▶ _Entries_:

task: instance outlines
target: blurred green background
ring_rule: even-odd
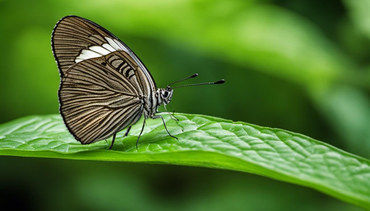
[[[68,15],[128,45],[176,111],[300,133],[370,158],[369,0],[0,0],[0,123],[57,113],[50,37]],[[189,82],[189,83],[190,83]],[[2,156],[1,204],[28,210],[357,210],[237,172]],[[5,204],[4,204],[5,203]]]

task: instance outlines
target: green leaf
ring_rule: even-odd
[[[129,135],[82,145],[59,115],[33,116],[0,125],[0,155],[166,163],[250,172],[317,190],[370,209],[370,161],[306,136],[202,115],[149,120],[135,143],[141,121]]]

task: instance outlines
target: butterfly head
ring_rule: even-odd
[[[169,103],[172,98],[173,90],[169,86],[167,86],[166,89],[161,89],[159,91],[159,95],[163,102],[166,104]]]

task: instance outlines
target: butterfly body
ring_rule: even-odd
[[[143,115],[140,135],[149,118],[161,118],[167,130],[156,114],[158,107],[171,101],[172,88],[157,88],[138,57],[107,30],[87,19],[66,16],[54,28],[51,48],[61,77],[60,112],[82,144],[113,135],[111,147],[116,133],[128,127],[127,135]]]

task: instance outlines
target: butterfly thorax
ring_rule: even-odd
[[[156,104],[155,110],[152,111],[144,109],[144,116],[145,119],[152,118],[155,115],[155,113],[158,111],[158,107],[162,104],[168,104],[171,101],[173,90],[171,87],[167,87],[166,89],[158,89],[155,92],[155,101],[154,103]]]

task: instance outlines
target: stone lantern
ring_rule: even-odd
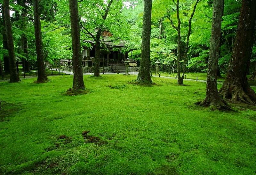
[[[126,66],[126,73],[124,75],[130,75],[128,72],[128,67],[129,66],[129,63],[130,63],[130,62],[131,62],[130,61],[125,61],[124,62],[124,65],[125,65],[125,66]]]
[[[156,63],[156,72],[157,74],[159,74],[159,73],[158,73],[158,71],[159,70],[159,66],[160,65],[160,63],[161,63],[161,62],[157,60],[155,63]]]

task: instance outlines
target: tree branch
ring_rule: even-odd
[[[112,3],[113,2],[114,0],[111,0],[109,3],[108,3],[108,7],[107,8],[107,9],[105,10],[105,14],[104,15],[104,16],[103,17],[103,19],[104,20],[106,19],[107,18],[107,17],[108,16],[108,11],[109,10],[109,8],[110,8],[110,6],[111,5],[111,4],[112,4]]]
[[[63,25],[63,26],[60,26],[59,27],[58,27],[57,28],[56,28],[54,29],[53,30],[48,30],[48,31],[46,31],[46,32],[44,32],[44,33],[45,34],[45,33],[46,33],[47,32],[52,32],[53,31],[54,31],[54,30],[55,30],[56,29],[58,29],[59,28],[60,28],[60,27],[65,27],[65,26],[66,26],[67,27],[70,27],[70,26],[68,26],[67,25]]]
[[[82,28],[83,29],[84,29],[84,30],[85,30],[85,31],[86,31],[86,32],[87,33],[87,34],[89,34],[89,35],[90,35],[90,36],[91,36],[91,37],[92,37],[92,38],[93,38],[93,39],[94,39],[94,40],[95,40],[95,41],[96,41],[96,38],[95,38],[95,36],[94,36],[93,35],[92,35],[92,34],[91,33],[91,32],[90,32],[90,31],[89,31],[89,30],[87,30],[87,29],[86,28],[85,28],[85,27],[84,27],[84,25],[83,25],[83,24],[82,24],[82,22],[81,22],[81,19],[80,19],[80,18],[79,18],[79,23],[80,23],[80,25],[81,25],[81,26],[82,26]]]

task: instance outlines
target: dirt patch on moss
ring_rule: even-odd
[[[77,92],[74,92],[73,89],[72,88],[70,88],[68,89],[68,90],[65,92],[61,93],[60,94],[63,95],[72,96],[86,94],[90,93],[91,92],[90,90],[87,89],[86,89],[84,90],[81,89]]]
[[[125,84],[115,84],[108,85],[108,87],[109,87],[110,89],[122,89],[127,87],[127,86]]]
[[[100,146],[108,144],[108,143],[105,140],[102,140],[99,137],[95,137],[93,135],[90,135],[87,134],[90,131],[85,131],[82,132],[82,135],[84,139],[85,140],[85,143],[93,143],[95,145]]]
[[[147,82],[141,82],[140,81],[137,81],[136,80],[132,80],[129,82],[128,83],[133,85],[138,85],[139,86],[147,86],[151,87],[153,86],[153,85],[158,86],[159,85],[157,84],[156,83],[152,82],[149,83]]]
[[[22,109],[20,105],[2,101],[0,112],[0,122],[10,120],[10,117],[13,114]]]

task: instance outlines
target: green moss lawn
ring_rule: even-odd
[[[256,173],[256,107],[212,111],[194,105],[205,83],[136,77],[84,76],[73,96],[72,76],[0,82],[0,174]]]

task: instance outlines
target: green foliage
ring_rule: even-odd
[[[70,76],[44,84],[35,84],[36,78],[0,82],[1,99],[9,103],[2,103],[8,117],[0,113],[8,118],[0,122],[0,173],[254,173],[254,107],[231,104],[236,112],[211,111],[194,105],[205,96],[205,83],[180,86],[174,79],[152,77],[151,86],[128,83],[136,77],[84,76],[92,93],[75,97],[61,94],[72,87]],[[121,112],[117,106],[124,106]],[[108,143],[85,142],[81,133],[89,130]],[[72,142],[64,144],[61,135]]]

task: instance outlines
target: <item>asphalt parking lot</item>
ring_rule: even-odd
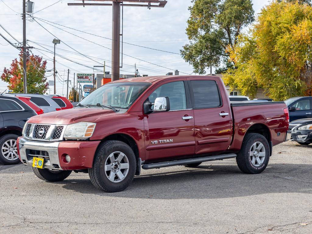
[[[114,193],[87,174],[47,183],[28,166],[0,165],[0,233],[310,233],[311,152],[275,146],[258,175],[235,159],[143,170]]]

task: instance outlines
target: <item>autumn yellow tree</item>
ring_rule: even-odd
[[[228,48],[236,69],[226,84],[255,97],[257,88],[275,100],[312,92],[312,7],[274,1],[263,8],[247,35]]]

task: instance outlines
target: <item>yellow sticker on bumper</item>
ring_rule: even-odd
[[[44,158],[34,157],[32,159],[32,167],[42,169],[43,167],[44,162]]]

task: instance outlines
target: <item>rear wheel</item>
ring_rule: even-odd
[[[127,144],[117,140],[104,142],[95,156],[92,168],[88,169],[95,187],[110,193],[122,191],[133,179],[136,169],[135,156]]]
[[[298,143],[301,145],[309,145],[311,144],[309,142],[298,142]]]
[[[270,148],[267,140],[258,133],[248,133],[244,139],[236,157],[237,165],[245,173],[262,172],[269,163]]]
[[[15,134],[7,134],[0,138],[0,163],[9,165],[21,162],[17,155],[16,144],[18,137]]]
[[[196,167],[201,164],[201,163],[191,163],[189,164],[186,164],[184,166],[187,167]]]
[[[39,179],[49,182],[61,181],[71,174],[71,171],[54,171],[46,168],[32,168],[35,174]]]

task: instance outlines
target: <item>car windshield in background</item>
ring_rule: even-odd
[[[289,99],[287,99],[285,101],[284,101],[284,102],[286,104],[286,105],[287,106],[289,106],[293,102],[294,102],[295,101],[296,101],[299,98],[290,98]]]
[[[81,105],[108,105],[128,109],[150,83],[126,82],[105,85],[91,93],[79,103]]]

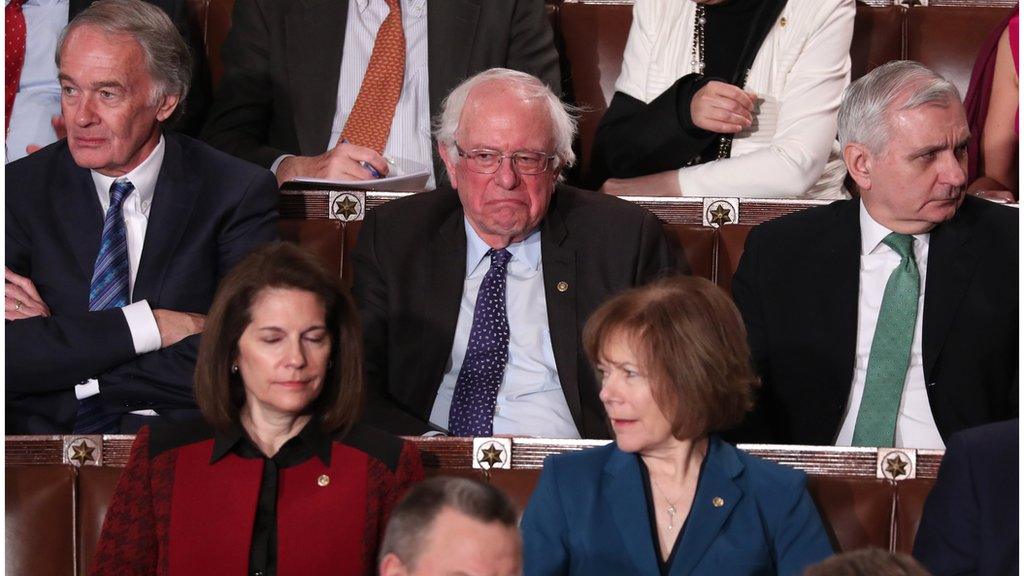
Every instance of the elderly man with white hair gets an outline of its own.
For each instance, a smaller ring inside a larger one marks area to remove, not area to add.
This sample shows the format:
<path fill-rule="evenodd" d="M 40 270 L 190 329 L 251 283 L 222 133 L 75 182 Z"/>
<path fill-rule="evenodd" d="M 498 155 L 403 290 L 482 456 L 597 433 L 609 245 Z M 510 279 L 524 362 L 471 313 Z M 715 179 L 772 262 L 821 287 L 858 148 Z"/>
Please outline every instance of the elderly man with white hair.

▶ _To do_: Count the lines of the records that contain the string "path", treating case as significant, and give only the number.

▶ _Correct result_: 2